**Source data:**
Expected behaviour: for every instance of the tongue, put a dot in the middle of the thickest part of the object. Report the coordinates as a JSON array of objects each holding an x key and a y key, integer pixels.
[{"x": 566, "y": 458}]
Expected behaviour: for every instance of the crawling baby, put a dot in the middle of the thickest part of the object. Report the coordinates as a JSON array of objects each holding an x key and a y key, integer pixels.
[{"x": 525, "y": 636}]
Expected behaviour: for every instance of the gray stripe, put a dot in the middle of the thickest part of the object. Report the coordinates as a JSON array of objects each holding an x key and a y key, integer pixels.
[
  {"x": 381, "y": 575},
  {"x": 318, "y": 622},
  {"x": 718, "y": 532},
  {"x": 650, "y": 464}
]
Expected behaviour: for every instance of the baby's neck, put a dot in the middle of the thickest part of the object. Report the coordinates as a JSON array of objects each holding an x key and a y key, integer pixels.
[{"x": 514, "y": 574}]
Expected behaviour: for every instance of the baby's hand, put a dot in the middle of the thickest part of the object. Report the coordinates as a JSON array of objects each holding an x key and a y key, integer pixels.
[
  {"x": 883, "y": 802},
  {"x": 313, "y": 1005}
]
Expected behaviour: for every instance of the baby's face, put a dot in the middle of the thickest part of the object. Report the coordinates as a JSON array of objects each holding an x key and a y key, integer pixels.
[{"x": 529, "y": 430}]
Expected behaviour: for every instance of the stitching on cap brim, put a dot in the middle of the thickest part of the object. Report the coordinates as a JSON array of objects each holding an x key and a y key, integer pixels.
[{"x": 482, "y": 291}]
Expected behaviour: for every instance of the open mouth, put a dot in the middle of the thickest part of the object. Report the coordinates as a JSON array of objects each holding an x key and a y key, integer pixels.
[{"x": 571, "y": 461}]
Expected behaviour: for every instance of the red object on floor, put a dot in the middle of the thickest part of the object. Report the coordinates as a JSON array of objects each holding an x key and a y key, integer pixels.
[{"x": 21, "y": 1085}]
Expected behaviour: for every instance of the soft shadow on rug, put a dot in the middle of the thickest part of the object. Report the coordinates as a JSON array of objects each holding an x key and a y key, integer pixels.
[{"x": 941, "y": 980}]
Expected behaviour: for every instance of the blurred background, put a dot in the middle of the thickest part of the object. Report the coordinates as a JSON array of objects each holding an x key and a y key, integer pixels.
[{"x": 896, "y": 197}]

**Prompt:** Nothing should be left out: repeat all of the data exactly.

**Task answer:**
Expected behaviour: for every instance of the tongue, put a dot in the middle of the thickest part of the object. Report the coordinates as a JSON array of objects each holding an x key and a y key, integer pixels.
[{"x": 566, "y": 458}]
Expected behaviour: for every instance of the crawling baby, put a dot in the middle of the thickest part of the object. Report the coordinates as a JSON array of objects each holding an x key and a y key, integer pixels.
[{"x": 525, "y": 636}]
Expected behaviour: for every instance of the gray stripe, put a dot in the middle of the thickest part of the object. Report the coordinates as a JSON array of objects each holding an x key and a y key, integer pixels.
[
  {"x": 381, "y": 575},
  {"x": 318, "y": 622},
  {"x": 718, "y": 532},
  {"x": 650, "y": 464}
]
Expected behaviour: for every instance of the baby's neck, put a dot in the middle of the thickest part of the object. Report the coordinates as a JSON array of objects each holding an x key and a y key, integer pixels.
[{"x": 514, "y": 574}]
Expected behaviour: for every instance of the baby's hand, put a dot in the middle of the thickest part of the object. Report the coordinates as a JSON array of objects each holding an x key and a y key, integer pixels.
[
  {"x": 883, "y": 802},
  {"x": 313, "y": 1005}
]
Expected behaviour: for every instance of the baby's face, put a dot in the middle of the thickest part of the object. Report the coordinates as a JSON array of objects each holding an x key and a y key, integer pixels.
[{"x": 529, "y": 430}]
Expected behaviour: for every instance of the stitching on cap brim, put a dot in the middle of the thickest part of the object. Report the coordinates as a JSON array of objects each holding an x key and a y key, integer pixels.
[{"x": 482, "y": 291}]
Expected behaviour: for every instance of the open mouth, put a dot in the middle of the thickest part of the object. Report the coordinates as a JSON array of objects each holding an x key and a y key, integer pixels.
[{"x": 571, "y": 461}]
Expected behaviour: for every instance of the red object on floor, put a dot in the middle of the thickest part of the object. Report the coordinates as a JSON array of objects each holding an x key and a y key, integer pixels.
[{"x": 21, "y": 1085}]
Expected behaviour: for every instance of the soft shadow on rug, put a dot in the middle of the thickest part of the object. Report the coordinates as a JSON array of objects each holding an x key and a y key, integer pixels.
[{"x": 941, "y": 980}]
Expected behaviour: for every instance of the blurred background, put a dot in the middle of the thickest part of the object. Report the coordinates as a JSON array of objects each holding an x key and a y key, integer pixels.
[{"x": 896, "y": 197}]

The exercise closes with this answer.